Reproduce, unchanged, every line from the one containing "round window visible in the tile above." down to the one containing "[194,75,208,93]", including both.

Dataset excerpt
--------------------
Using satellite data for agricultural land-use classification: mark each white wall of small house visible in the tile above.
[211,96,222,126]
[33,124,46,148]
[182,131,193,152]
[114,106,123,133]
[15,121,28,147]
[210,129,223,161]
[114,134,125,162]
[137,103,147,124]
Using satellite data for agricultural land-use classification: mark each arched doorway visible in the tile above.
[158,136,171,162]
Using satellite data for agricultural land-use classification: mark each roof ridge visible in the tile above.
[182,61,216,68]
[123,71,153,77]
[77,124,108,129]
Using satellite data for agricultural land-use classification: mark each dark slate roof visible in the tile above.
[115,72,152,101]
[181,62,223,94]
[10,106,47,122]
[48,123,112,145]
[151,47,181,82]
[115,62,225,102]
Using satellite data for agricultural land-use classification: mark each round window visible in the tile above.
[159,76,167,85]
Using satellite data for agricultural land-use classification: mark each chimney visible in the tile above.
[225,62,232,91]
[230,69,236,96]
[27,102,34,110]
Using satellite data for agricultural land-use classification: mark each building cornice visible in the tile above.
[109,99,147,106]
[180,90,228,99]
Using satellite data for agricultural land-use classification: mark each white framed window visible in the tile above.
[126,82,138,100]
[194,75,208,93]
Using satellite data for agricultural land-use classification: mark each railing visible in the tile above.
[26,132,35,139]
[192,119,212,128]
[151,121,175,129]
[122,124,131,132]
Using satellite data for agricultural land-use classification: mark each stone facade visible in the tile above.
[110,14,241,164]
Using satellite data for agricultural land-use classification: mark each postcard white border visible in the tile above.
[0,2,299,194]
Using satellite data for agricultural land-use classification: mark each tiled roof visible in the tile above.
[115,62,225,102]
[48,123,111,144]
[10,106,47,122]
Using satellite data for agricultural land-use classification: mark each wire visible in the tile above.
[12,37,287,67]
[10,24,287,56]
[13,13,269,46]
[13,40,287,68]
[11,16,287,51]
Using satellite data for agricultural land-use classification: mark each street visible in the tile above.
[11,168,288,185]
--------------------
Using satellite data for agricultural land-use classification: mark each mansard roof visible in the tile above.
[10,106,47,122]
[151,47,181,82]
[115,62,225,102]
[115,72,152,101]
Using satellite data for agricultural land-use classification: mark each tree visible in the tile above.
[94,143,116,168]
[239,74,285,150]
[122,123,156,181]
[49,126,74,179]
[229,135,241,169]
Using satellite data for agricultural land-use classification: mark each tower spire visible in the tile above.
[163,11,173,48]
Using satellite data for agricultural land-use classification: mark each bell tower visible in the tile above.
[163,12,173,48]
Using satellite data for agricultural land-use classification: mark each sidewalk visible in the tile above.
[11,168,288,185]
--------------------
* **SOLUTION FOR THIS TASK**:
Using satellite data for agricultural land-use classification: mark each round window visible in the tile above.
[159,76,167,85]
Using satellite data for agricultural land-use classification: mark each chimney visible in the tile above.
[225,62,232,91]
[230,69,236,96]
[27,102,34,110]
Using satellite data for agricultural land-use classification: mark each building cornice visible in the tile above.
[109,99,147,106]
[180,90,228,99]
Using satellite data for agricultural land-use classification: mark each white framed window visible in the tile above.
[126,82,138,100]
[194,75,208,93]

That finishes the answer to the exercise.